### INSTRUCTION
Rewrite the part of the material that opens with the line containing "For the mapping pass, tag each instance of the woman's knee" and runs through the end, changing every "dot" to "marker" and keeping everything else the same.

::: SOURCE DATA

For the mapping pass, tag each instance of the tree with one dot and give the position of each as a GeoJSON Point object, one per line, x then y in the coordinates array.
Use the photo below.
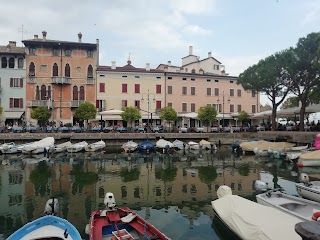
{"type": "Point", "coordinates": [271, 77]}
{"type": "Point", "coordinates": [86, 111]}
{"type": "Point", "coordinates": [169, 115]}
{"type": "Point", "coordinates": [42, 114]}
{"type": "Point", "coordinates": [207, 115]}
{"type": "Point", "coordinates": [131, 114]}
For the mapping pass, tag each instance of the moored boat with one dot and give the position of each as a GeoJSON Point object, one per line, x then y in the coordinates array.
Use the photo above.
{"type": "Point", "coordinates": [120, 223]}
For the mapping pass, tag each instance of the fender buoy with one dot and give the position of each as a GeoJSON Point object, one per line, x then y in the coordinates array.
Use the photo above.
{"type": "Point", "coordinates": [315, 216]}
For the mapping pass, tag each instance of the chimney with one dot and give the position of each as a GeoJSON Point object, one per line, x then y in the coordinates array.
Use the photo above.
{"type": "Point", "coordinates": [44, 35]}
{"type": "Point", "coordinates": [79, 37]}
{"type": "Point", "coordinates": [12, 43]}
{"type": "Point", "coordinates": [113, 66]}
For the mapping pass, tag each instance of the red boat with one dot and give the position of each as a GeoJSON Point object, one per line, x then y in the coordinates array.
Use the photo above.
{"type": "Point", "coordinates": [115, 223]}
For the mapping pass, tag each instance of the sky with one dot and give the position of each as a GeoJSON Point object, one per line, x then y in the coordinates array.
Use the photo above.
{"type": "Point", "coordinates": [238, 32]}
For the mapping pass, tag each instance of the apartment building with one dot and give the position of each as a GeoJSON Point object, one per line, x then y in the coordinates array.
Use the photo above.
{"type": "Point", "coordinates": [60, 75]}
{"type": "Point", "coordinates": [12, 83]}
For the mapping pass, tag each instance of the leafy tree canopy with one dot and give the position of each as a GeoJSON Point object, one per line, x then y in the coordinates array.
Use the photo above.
{"type": "Point", "coordinates": [86, 111]}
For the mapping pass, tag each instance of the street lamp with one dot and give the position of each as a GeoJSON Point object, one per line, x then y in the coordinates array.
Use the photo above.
{"type": "Point", "coordinates": [223, 95]}
{"type": "Point", "coordinates": [147, 95]}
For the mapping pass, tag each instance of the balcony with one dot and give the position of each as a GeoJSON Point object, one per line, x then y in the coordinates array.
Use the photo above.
{"type": "Point", "coordinates": [60, 80]}
{"type": "Point", "coordinates": [76, 103]}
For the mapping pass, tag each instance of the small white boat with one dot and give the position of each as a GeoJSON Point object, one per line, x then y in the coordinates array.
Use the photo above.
{"type": "Point", "coordinates": [62, 147]}
{"type": "Point", "coordinates": [193, 145]}
{"type": "Point", "coordinates": [309, 190]}
{"type": "Point", "coordinates": [95, 146]}
{"type": "Point", "coordinates": [252, 221]}
{"type": "Point", "coordinates": [77, 147]}
{"type": "Point", "coordinates": [298, 207]}
{"type": "Point", "coordinates": [46, 144]}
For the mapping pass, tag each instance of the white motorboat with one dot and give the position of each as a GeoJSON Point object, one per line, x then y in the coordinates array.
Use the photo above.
{"type": "Point", "coordinates": [46, 144]}
{"type": "Point", "coordinates": [297, 207]}
{"type": "Point", "coordinates": [95, 146]}
{"type": "Point", "coordinates": [62, 147]}
{"type": "Point", "coordinates": [307, 189]}
{"type": "Point", "coordinates": [252, 221]}
{"type": "Point", "coordinates": [77, 147]}
{"type": "Point", "coordinates": [130, 146]}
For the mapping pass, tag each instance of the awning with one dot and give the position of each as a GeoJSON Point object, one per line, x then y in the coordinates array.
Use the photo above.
{"type": "Point", "coordinates": [13, 115]}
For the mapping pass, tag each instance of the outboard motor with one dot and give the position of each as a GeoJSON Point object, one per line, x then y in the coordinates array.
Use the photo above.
{"type": "Point", "coordinates": [109, 201]}
{"type": "Point", "coordinates": [52, 207]}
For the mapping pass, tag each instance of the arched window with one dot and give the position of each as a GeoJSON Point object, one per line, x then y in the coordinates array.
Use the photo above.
{"type": "Point", "coordinates": [75, 93]}
{"type": "Point", "coordinates": [11, 62]}
{"type": "Point", "coordinates": [67, 70]}
{"type": "Point", "coordinates": [90, 72]}
{"type": "Point", "coordinates": [4, 62]}
{"type": "Point", "coordinates": [55, 70]}
{"type": "Point", "coordinates": [43, 92]}
{"type": "Point", "coordinates": [32, 69]}
{"type": "Point", "coordinates": [81, 93]}
{"type": "Point", "coordinates": [37, 93]}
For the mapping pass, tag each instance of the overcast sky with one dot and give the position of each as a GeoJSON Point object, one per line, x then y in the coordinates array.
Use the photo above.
{"type": "Point", "coordinates": [237, 32]}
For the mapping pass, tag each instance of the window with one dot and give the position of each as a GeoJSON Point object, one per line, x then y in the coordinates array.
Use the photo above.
{"type": "Point", "coordinates": [11, 62]}
{"type": "Point", "coordinates": [253, 108]}
{"type": "Point", "coordinates": [90, 72]}
{"type": "Point", "coordinates": [67, 70]}
{"type": "Point", "coordinates": [137, 103]}
{"type": "Point", "coordinates": [158, 88]}
{"type": "Point", "coordinates": [231, 108]}
{"type": "Point", "coordinates": [67, 52]}
{"type": "Point", "coordinates": [193, 107]}
{"type": "Point", "coordinates": [20, 63]}
{"type": "Point", "coordinates": [55, 52]}
{"type": "Point", "coordinates": [184, 90]}
{"type": "Point", "coordinates": [16, 103]}
{"type": "Point", "coordinates": [4, 62]}
{"type": "Point", "coordinates": [89, 53]}
{"type": "Point", "coordinates": [137, 88]}
{"type": "Point", "coordinates": [55, 70]}
{"type": "Point", "coordinates": [184, 107]}
{"type": "Point", "coordinates": [193, 91]}
{"type": "Point", "coordinates": [124, 88]}
{"type": "Point", "coordinates": [102, 87]}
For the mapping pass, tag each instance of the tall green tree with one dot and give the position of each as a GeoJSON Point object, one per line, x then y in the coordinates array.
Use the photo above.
{"type": "Point", "coordinates": [270, 77]}
{"type": "Point", "coordinates": [169, 115]}
{"type": "Point", "coordinates": [42, 114]}
{"type": "Point", "coordinates": [207, 115]}
{"type": "Point", "coordinates": [130, 115]}
{"type": "Point", "coordinates": [86, 111]}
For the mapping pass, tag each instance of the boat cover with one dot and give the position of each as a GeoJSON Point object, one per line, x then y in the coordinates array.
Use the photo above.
{"type": "Point", "coordinates": [252, 221]}
{"type": "Point", "coordinates": [314, 155]}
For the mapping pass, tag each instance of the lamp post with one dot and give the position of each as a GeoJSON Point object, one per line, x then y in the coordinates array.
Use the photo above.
{"type": "Point", "coordinates": [147, 95]}
{"type": "Point", "coordinates": [223, 99]}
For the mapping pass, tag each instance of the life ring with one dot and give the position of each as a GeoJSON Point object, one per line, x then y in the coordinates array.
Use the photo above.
{"type": "Point", "coordinates": [315, 216]}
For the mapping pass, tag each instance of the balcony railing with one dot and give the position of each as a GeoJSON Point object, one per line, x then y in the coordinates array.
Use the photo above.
{"type": "Point", "coordinates": [76, 103]}
{"type": "Point", "coordinates": [61, 80]}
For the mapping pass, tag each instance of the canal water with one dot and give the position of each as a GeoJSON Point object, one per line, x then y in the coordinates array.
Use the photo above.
{"type": "Point", "coordinates": [172, 191]}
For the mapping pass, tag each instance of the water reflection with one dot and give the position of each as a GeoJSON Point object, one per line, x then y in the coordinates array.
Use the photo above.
{"type": "Point", "coordinates": [173, 191]}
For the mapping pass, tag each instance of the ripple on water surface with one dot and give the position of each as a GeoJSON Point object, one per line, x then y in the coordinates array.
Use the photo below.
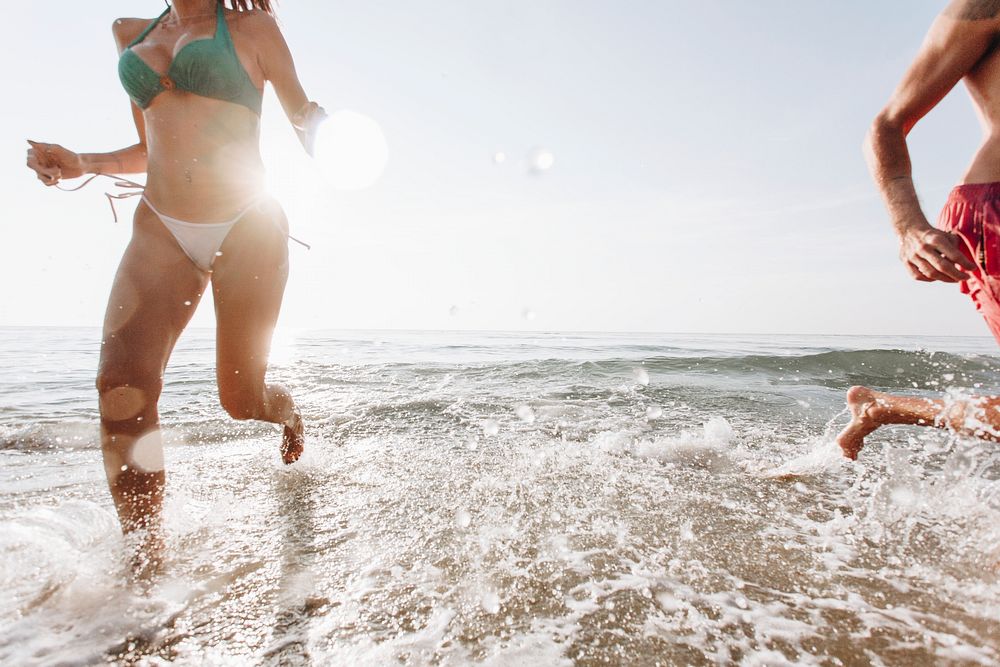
{"type": "Point", "coordinates": [544, 511]}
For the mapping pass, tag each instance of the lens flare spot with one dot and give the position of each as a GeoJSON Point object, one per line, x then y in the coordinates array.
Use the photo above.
{"type": "Point", "coordinates": [540, 160]}
{"type": "Point", "coordinates": [122, 403]}
{"type": "Point", "coordinates": [147, 452]}
{"type": "Point", "coordinates": [351, 150]}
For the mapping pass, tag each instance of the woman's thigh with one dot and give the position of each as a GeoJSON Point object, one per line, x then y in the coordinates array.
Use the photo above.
{"type": "Point", "coordinates": [155, 292]}
{"type": "Point", "coordinates": [248, 283]}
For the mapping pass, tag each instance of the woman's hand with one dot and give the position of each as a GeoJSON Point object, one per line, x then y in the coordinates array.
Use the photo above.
{"type": "Point", "coordinates": [306, 121]}
{"type": "Point", "coordinates": [52, 162]}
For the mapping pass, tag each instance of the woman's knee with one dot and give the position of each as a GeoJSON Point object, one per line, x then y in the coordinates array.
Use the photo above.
{"type": "Point", "coordinates": [241, 400]}
{"type": "Point", "coordinates": [126, 394]}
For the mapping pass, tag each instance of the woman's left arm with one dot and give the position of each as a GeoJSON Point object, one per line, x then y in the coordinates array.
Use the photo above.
{"type": "Point", "coordinates": [275, 61]}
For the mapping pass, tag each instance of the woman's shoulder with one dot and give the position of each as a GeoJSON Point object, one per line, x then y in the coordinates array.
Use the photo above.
{"type": "Point", "coordinates": [127, 29]}
{"type": "Point", "coordinates": [251, 20]}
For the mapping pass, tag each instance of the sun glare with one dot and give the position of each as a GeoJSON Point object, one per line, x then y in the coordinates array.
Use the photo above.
{"type": "Point", "coordinates": [351, 150]}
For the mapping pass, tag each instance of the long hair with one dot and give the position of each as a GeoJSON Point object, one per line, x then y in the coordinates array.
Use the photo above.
{"type": "Point", "coordinates": [248, 5]}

::::::

### CORRECT RESULT
For the mapping pass, tag each instance of the woman's knee with one marker and give the position of each as a GeoJSON Point object, one per line, x then y in the coordinates array.
Use the photo above.
{"type": "Point", "coordinates": [241, 400]}
{"type": "Point", "coordinates": [126, 394]}
For the mapping pass, tag each instance of the woman's left arm with one marker and give the position of each as a GeoJSON Point object, one per line, x then y in the coordinates array.
Use the photo above.
{"type": "Point", "coordinates": [275, 61]}
For the mapping pass, tag each instance of the woman's shoulder with one marker and give the position of each as a GeoJSON Point object, one per line, x then y in the coordinates array.
Use the photo above.
{"type": "Point", "coordinates": [127, 29]}
{"type": "Point", "coordinates": [251, 20]}
For the mapping pass, tag each instance of the sun glare with one marker and give the position of each as a GeoJSON Point object, one per line, x then y in the coordinates array.
Use the photo above.
{"type": "Point", "coordinates": [351, 150]}
For the mapping pass, tag each instance of the long hair with one marker and give the position of each as a GeoJSON Point object, one per line, x then y in the coordinates array.
Use the photo above.
{"type": "Point", "coordinates": [248, 5]}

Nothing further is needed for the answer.